**Directive A**
Please pick out each line of the listing below that contains the string "bouquet", and copy those lines.

--- begin Supplied text ---

Overview

JavaScript is a natural choice for web scraping — you're scraping the same platform you build for. Node.js gives you fast async I/O, and the ecosystem includes mature browser automation libraries. This guide covers the major approaches and shows how CRW's API simplifies the entire workflow.

We'll cover: Cheerio (server-side HTML parsing), Puppeteer (Chrome automation), Playwright (cross-browser automation), and CRW (the API approach). All examples work with both JavaScript and TypeScript.

The Classic: Cheerio

Cheerio provides jQuery-like syntax for parsing HTML on the server. Pair it with fetch or axios for a lightweight scraping setup:

import * as cheerio from "cheerio";

const url = "https://example.com/blog";
const response = await fetch(url);
const html = await response.text();
const $ = cheerio.load(html);

const articles: Array<{ title: string; url: string }> = [];

$("article h2 a").each((_, el) => {
  articles.push({
    title: $(el).text().trim(),
    url: $(el).attr("href") ?? "",
  });
});

console.log(`Found ${articles.length} articles`);

Pros and Cons

Pros: Fast, lightweight, familiar jQuery syntax, great for static HTML
Cons: No JavaScript execution, requires manual selectors, breaks when HTML structure changes

Browser Automation: Puppeteer

Puppeteer controls a headless Chrome instance — essential for JavaScript-rendered pages:

import puppeteer from "puppeteer";

const browser = await puppeteer.launch({ headless: true });
const page = await browser.newPage();

await page.goto("https://example.com/app", {
  waitUntil: "networkidle2",
});

// Wait for dynamic content
await page.waitForSelector(".product-card");

const products = await page.evaluate(() => {
  return Array.from(document.querySelectorAll(".product-card")).map((card) => ({
    name: card.querySelector("h3")?.textContent?.trim() ?? "",
    price: card.querySelector(".price")?.textContent?.trim() ?? "",
  }));
});

console.log(products);
await browser.close();

Pros and Cons

Pros: Full JavaScript rendering, can interact with pages, screenshot support
Cons: Heavy (~300MB Chrome download), slow startup, high memory usage, Chrome-only

Cross-Browser: Playwright

Playwright offers similar capabilities to Puppeteer but supports Chromium, Firefox, and WebKit:

import { chromium } from "playwright";

const browser = await chromium.launch({ headless: true });
const page = await browser.newPage();

await page.goto("https://example.com/app");
await page.waitForSelector(".product-card");

const products = await page.$eval(".product-card", (cards) =>
  cards.map((card) => ({
    name: card.querySelector("h3")?.textContent?.trim() ?? "",
    price: card.querySelector(".price")?.textContent?.trim() ?? "",
  })),
);

console.log(products);
await browser.close();

Pros and Cons

Pros: Cross-browser testing, auto-wait for elements, better API than Puppeteer
Cons: Same weight and speed issues as Puppeteer, complex setup in CI/Docker

The Modern Approach: CRW API

CRW handles scraping, JavaScript rendering, and content extraction server-side. You make an API call and get clean markdown back. No browser to manage, no selectors to maintain.

--- end Supplied text ---
--- begin Dataset records ---

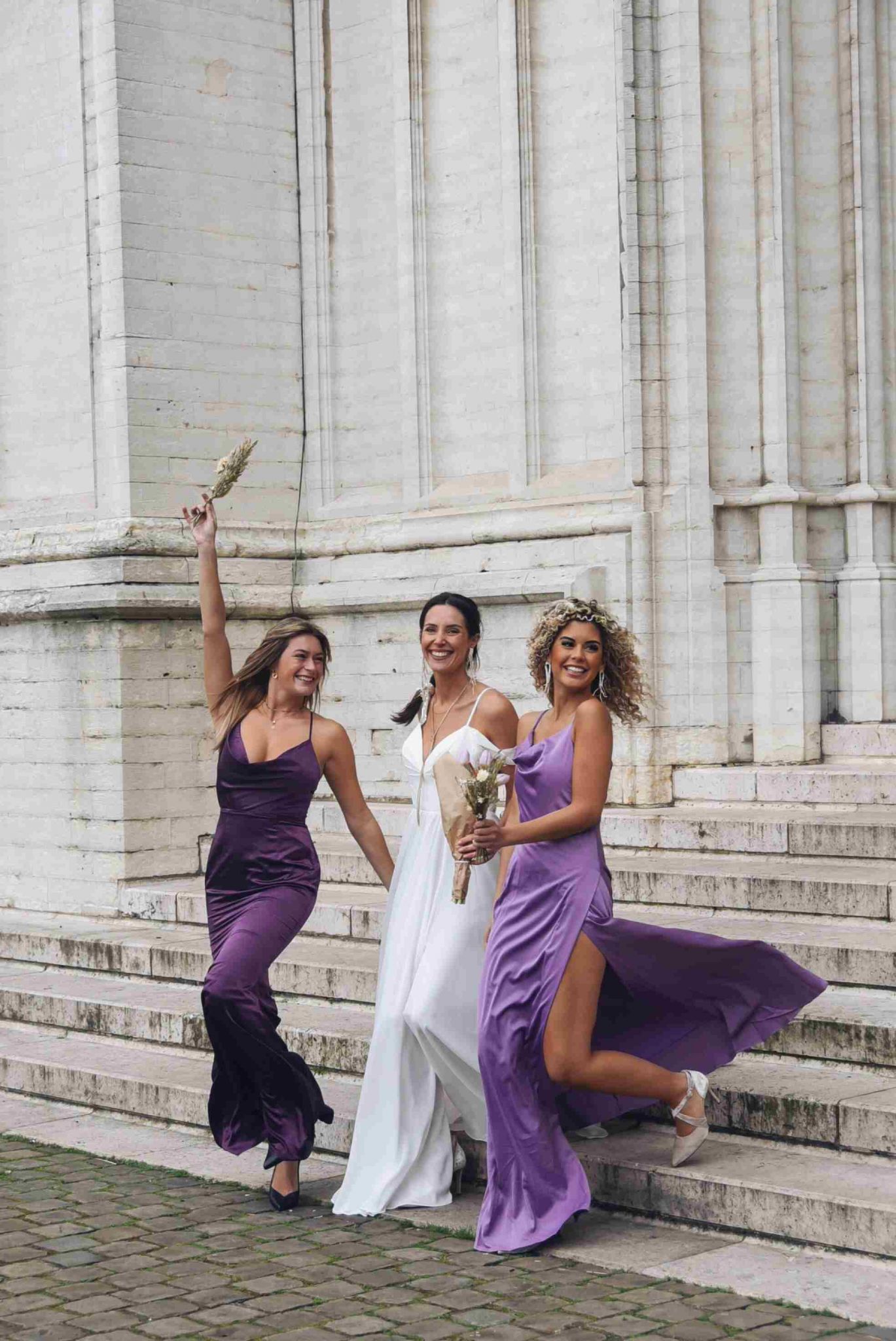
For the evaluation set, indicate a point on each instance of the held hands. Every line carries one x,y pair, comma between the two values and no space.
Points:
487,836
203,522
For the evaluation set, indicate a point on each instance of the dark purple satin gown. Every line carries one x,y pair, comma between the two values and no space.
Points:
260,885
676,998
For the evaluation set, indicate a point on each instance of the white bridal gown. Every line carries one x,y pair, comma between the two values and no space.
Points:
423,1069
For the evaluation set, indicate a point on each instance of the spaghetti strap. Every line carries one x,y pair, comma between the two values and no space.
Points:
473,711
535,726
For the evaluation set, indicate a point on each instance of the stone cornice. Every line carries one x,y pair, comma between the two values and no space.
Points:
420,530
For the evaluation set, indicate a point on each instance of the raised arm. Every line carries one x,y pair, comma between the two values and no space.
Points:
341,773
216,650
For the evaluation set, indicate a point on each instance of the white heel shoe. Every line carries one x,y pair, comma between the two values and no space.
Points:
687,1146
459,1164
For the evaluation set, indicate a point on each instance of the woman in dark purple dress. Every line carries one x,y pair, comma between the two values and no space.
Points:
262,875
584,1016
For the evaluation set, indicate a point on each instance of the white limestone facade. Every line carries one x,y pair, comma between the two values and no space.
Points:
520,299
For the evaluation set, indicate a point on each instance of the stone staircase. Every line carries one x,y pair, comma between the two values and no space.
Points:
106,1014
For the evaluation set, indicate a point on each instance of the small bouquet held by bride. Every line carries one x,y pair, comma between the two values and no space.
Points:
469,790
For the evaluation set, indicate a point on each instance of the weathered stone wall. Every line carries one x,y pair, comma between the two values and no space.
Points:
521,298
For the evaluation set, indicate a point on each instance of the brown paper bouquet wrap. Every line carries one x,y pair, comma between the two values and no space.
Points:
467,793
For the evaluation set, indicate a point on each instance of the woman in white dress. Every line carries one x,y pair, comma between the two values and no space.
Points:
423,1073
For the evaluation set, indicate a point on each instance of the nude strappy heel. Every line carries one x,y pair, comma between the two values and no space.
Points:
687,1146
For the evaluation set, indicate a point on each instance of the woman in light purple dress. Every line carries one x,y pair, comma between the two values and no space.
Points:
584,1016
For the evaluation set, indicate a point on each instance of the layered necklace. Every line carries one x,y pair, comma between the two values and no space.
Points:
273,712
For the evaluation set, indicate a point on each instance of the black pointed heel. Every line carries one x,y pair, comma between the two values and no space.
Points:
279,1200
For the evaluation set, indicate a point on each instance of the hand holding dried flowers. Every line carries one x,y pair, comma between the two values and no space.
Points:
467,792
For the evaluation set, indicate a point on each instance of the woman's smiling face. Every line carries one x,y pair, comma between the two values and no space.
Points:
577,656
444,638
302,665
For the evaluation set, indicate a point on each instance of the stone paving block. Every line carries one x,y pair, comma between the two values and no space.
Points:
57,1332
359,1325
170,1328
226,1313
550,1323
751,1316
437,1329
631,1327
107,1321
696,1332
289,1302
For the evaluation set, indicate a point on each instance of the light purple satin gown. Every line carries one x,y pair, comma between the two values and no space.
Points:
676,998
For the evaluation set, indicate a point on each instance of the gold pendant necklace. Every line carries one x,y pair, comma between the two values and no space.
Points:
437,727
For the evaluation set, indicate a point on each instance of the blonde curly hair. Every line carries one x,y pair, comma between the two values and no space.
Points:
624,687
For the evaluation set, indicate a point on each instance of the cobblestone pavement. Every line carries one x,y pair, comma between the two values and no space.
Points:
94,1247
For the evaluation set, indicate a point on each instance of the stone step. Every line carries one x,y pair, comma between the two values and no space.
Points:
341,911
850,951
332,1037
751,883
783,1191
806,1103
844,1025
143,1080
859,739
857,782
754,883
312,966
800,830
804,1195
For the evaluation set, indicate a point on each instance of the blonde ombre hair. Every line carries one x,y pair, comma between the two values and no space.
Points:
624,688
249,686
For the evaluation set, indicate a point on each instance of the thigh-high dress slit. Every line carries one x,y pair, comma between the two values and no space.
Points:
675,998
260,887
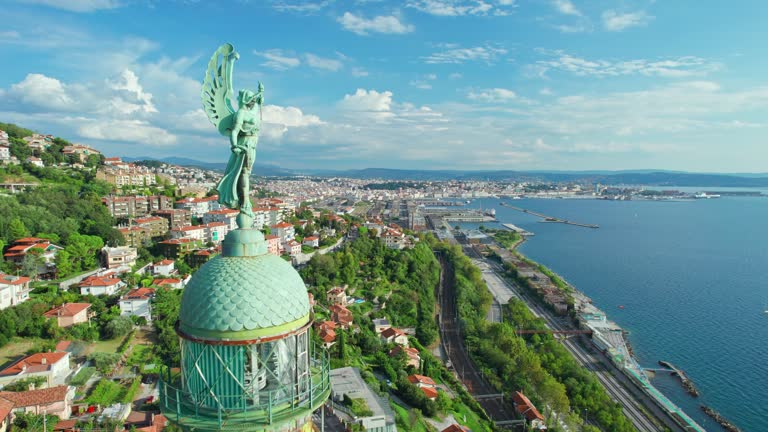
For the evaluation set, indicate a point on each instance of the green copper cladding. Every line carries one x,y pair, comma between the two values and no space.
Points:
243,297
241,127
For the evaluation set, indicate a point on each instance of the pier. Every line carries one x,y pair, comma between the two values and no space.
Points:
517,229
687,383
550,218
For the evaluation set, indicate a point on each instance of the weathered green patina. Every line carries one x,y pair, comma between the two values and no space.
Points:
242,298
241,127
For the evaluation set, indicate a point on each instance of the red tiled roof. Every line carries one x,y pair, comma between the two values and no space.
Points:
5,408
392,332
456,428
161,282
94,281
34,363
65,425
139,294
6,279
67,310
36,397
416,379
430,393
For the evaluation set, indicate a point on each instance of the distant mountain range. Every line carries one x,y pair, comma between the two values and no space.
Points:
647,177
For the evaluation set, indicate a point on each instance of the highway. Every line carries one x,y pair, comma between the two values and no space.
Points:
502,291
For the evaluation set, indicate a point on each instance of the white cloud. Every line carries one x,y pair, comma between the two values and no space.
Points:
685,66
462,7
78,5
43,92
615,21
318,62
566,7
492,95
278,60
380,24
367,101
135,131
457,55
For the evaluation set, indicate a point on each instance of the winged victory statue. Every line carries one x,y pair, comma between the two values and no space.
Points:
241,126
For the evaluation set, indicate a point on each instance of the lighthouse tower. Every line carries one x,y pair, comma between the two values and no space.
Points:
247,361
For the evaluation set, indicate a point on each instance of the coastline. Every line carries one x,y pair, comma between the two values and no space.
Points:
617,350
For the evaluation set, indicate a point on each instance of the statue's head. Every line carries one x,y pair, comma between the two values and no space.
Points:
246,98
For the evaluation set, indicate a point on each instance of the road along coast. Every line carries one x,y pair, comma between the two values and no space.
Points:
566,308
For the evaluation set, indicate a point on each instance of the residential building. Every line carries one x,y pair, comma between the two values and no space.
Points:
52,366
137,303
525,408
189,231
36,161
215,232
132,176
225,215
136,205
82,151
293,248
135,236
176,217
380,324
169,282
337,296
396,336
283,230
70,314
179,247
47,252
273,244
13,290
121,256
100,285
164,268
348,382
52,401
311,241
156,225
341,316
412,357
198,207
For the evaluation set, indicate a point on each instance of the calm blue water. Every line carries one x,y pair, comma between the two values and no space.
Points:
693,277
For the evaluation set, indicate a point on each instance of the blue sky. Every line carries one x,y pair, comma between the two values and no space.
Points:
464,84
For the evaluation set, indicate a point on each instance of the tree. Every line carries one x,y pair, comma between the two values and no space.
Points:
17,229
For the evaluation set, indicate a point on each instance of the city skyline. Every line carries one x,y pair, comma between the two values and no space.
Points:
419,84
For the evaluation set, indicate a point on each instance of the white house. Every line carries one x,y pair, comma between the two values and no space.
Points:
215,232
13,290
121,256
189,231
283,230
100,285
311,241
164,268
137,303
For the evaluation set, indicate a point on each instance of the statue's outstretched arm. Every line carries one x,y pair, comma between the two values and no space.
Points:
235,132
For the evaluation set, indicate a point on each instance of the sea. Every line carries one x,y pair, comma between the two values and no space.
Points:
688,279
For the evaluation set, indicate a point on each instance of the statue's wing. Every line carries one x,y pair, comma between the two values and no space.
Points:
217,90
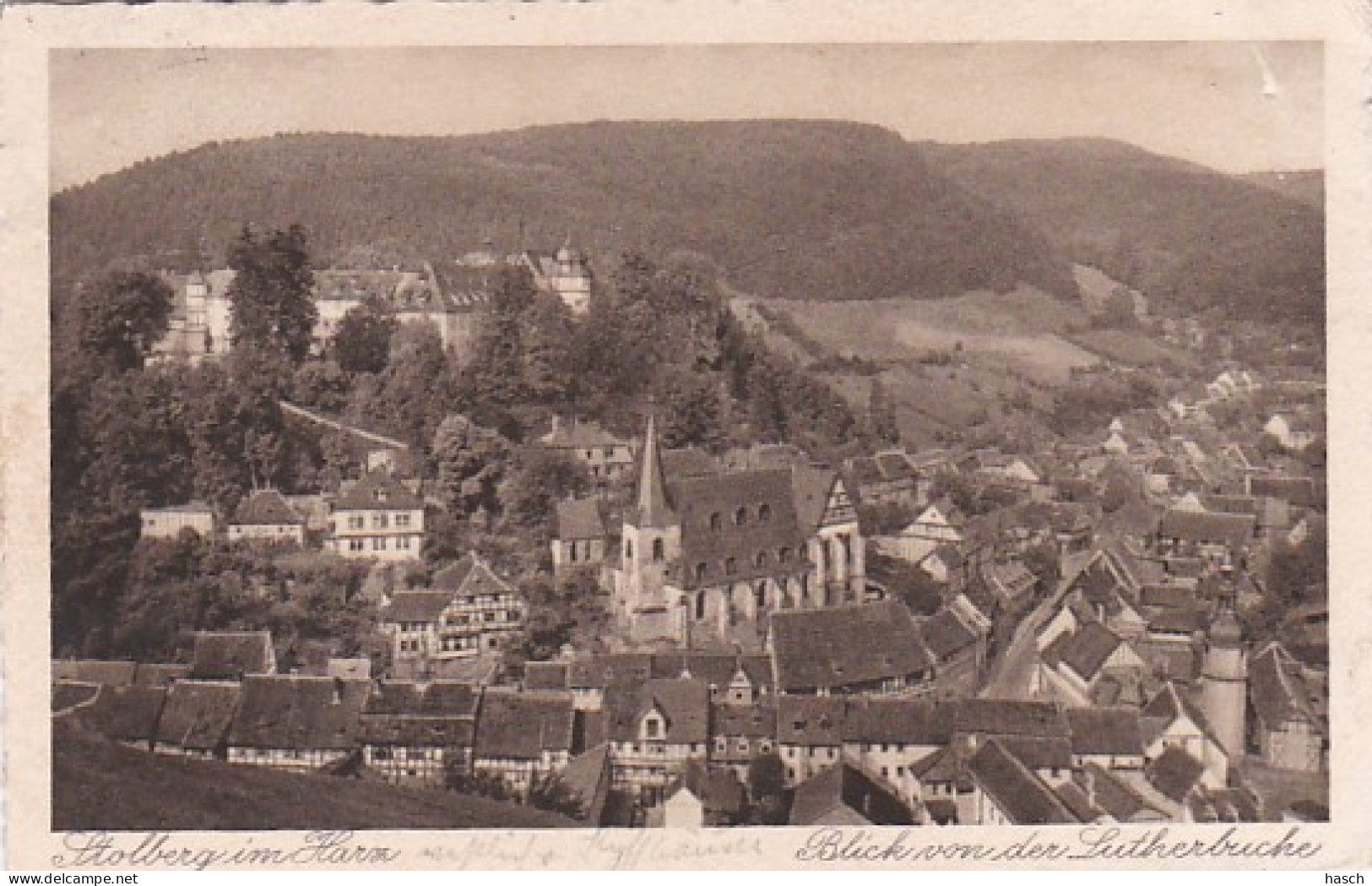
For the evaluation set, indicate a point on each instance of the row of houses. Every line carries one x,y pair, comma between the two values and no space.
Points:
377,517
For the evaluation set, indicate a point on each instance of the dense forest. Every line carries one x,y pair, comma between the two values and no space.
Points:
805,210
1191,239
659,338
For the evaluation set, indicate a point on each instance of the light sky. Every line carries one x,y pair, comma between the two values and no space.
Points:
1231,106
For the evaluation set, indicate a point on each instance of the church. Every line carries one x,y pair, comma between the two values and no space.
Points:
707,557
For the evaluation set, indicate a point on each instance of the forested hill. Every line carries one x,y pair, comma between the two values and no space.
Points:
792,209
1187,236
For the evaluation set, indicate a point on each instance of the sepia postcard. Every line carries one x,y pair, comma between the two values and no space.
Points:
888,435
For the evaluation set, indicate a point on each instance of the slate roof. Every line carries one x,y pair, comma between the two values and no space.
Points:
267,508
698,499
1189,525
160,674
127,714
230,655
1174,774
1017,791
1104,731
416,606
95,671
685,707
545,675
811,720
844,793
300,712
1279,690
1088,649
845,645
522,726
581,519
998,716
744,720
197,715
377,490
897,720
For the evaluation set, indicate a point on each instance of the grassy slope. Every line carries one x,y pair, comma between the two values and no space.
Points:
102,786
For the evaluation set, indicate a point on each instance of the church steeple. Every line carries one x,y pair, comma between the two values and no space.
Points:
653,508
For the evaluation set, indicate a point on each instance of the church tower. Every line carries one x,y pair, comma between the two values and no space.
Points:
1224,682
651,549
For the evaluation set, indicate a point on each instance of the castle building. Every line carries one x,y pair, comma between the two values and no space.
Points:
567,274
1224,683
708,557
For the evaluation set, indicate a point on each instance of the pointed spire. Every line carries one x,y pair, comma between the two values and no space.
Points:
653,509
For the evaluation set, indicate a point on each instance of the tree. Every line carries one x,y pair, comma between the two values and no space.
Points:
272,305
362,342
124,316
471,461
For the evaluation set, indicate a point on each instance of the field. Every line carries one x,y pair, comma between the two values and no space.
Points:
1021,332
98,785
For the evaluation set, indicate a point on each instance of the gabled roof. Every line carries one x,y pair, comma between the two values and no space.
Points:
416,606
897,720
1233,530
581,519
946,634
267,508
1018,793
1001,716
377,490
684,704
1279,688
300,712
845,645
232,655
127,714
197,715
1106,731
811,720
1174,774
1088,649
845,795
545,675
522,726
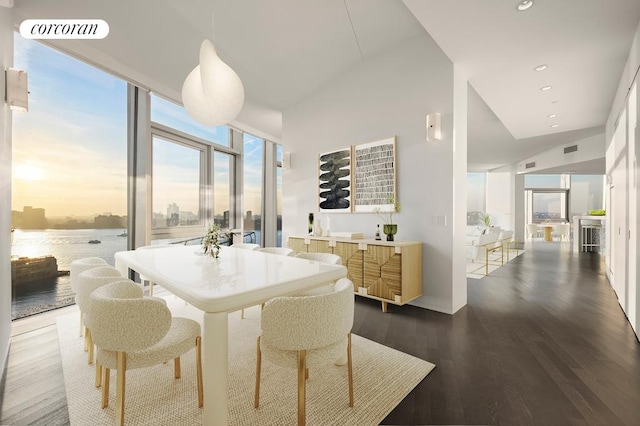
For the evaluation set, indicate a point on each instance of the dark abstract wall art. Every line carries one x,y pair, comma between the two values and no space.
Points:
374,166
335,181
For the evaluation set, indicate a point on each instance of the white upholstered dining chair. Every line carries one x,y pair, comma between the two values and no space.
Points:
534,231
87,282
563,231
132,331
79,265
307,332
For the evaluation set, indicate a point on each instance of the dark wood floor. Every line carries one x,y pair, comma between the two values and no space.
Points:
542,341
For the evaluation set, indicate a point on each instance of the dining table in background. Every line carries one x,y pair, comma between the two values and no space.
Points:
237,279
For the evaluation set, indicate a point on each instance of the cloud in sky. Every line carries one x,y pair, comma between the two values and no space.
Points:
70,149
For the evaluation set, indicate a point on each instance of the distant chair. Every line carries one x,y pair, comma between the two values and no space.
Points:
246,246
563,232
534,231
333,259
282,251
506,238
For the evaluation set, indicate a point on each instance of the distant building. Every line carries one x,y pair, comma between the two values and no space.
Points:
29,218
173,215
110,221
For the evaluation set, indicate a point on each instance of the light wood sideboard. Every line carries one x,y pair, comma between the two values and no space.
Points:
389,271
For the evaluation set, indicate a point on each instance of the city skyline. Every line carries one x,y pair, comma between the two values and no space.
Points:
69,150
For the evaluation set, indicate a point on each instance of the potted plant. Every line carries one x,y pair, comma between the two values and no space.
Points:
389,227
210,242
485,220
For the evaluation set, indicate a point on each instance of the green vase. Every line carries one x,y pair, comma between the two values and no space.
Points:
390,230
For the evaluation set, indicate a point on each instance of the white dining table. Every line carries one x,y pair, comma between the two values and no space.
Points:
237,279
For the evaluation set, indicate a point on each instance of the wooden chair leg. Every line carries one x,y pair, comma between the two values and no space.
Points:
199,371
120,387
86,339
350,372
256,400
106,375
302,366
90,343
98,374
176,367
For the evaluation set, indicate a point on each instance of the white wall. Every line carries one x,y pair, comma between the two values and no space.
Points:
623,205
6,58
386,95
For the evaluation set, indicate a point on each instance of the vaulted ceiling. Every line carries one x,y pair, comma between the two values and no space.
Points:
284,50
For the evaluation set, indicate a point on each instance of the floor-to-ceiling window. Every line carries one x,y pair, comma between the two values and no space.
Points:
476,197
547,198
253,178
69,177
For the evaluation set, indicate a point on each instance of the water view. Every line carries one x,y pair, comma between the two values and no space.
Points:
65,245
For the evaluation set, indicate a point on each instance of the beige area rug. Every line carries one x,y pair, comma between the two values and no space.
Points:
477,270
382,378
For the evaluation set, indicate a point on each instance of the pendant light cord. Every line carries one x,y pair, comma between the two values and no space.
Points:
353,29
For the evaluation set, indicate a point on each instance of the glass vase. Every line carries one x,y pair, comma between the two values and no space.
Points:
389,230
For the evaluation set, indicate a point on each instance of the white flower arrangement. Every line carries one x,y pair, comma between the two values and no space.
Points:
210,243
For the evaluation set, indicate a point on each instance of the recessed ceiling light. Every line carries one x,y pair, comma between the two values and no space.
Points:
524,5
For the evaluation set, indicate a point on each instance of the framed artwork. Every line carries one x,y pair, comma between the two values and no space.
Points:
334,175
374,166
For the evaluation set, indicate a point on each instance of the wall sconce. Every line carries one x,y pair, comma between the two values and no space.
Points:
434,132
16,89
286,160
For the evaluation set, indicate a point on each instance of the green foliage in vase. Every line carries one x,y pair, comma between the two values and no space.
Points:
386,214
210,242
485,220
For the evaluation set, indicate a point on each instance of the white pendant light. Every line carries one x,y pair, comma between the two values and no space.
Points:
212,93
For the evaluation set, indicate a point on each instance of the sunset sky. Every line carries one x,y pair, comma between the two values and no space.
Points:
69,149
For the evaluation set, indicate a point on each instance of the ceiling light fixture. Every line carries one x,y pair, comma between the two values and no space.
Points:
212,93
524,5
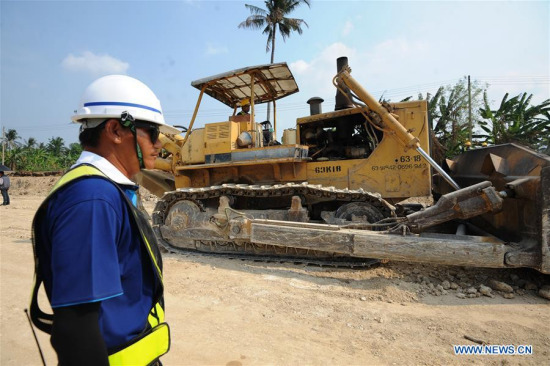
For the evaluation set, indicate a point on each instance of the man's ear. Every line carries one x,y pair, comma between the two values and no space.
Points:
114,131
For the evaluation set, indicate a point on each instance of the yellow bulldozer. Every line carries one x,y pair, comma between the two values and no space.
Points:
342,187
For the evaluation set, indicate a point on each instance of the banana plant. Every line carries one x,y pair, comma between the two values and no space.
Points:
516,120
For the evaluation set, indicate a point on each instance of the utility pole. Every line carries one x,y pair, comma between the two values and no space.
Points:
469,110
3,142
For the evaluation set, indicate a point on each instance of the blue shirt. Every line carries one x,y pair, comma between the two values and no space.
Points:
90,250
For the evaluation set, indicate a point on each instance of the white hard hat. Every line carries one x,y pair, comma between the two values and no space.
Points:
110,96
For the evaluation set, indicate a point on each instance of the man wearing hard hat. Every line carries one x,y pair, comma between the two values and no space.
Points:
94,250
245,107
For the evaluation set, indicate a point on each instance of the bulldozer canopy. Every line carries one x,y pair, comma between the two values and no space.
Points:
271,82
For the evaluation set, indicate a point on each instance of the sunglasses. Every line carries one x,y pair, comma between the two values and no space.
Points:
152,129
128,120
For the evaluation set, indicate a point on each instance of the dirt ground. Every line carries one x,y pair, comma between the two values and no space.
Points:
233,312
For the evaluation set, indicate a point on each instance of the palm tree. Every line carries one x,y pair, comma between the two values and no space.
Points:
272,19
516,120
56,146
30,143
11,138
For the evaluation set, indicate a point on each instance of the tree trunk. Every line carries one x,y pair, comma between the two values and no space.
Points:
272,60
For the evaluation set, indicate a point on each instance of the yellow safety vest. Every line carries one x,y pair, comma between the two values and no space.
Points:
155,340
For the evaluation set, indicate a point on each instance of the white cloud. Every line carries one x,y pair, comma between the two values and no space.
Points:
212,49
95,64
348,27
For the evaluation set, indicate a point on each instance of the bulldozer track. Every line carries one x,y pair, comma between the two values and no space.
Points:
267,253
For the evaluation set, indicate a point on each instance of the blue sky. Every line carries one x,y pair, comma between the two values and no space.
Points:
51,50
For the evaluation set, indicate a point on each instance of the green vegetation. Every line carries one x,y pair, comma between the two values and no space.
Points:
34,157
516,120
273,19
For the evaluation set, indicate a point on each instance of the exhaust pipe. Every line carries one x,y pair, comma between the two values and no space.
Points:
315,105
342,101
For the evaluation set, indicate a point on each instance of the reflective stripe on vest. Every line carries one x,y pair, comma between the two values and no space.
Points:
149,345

--- end Dataset records ---

**Directive B**
Name all the scraping approaches that the scraping guide above says it will cover, with the short description it gives each one.

**Right answer A**
For the evaluation set, indicate a point on each instance of the small bouquet held by bride. Every line carries one x,y pair, comma between the two values and no space.
For the evaluation set, indicate a point on each instance of the brown paper bouquet wrap. Every line carries one x,y pair, comma between the two values and no space.

**Right answer B**
Cheerio (server-side HTML parsing)
Puppeteer (Chrome automation)
Playwright (cross-browser automation)
CRW (the API approach)